→ Exercise objective: Take every line from the listing below that includes "model" and copy it.

-=-=-=-=-

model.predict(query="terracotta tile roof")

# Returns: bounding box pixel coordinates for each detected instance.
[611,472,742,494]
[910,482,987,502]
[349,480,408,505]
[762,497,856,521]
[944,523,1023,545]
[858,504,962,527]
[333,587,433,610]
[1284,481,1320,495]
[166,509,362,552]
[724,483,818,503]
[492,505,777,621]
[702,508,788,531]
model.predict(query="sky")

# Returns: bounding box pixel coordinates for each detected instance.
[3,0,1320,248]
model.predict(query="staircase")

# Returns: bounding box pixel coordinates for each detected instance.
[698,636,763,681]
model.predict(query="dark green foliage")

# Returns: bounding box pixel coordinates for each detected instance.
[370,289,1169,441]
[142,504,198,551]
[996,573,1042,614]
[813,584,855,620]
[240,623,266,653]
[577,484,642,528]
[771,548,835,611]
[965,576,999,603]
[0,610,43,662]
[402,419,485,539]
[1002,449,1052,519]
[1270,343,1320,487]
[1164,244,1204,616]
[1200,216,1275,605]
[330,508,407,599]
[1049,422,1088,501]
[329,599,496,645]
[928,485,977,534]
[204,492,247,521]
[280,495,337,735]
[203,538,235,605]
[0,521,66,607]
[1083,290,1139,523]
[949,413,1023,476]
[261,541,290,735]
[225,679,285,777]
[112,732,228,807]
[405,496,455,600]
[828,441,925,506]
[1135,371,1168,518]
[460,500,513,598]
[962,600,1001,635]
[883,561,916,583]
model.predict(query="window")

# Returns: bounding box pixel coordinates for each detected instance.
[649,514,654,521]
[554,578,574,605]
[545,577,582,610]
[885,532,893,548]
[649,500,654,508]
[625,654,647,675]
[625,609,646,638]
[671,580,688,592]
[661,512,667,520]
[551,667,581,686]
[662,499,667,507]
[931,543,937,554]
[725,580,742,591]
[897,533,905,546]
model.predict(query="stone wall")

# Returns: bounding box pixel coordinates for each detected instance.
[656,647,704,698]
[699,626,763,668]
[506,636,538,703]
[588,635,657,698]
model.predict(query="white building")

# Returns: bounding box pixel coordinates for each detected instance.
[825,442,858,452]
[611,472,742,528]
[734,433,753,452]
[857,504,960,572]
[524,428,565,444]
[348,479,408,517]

-=-=-=-=-

→ Solution for this task:
model.predict(query="terracotta tile roof")
model.predict(query="sky")
model.predict(query="staircase")
model.predict(query="dark green foliage")
model.predict(query="window")
model.predict(query="stone wall")
model.predict(query="white building")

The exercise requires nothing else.